## What the exercise asks
Nothing in the listing may be skipped; repeat it all exactly.

## Task data
◇ ◇ ◇
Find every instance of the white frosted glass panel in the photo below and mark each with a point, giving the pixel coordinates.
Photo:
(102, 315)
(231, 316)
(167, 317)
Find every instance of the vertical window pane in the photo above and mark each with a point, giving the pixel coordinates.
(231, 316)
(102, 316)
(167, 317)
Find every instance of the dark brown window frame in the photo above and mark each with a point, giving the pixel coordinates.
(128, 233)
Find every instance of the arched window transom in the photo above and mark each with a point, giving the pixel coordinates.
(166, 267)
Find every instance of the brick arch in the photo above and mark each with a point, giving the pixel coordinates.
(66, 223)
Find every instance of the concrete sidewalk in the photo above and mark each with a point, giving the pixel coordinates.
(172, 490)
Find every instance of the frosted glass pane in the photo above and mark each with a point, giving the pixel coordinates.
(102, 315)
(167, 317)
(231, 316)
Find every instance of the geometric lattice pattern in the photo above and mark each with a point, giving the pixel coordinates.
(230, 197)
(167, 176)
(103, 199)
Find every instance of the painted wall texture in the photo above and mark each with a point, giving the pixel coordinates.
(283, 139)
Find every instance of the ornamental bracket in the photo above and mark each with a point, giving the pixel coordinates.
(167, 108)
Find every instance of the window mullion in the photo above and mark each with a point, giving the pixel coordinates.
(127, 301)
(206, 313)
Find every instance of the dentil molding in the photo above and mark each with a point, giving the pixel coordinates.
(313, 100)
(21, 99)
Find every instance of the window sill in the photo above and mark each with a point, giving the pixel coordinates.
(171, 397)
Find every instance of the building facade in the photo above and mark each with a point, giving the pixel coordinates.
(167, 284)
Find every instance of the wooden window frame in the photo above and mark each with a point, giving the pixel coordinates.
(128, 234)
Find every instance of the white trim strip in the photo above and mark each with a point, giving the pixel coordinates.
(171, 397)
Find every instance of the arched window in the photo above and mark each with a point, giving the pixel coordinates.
◇ ◇ ◇
## Result
Find every instance of the white frosted glass panel in the photo below and mark each with a point, giving the pixel coordinates.
Photo:
(102, 315)
(231, 316)
(167, 317)
Find every instance of the vertical window pane in the photo above and mark each with a point, giving the pixel coordinates.
(231, 316)
(102, 316)
(167, 317)
Find every instance of the dark brown window frame in the photo above and mark each with a point, giving the pixel coordinates.
(128, 233)
Find every instance of the arched window transom in the photo above and mark each with a point, giving the pixel coordinates.
(166, 267)
Find every instance of the brick arch in the photo above and mark each with a point, giving the pixel coordinates.
(66, 223)
Find every instance of the concrete sidewalk in the photo above and mark each with a point, giving the pixel coordinates.
(172, 490)
Find every instance of the frosted glass pane in the photo above and mark each with a point, giving the pixel coordinates.
(102, 315)
(167, 317)
(231, 316)
Find every instance of the geometric lattice pattern in the photo above and mark each with a point, giving the pixel coordinates.
(230, 197)
(167, 176)
(103, 199)
Find every instance of the painted wall texture in the photo above and mark each with a point, giving the pixel coordinates.
(283, 139)
Find every instance of the ornamental bracket in the photo above and mark each with a point, giving the pixel coordinates.
(167, 108)
Find every instance of the window mullion in the photo above and mark each with a point, giving the pixel coordinates.
(127, 301)
(206, 313)
Find every instance of the dentil molding in the photo above and mark each with a point, giving the pixel coordinates.
(313, 100)
(21, 99)
Find every instance of the window sill in the photo above and mark each with a point, giving the pixel coordinates.
(171, 397)
Find every instance of the building facade in the photo above and mark each with a point, giving the pixel coordinates.
(167, 284)
Find every instance of the wooden window frame in the photo above and mark each with a point, giving the pixel coordinates.
(128, 234)
Find every instance of the white trim strip in the photo above and mark each with a point, giving the pixel coordinates.
(171, 397)
Find every instance of the arched window in the photo above and mark each with a point, giving the pixel coordinates.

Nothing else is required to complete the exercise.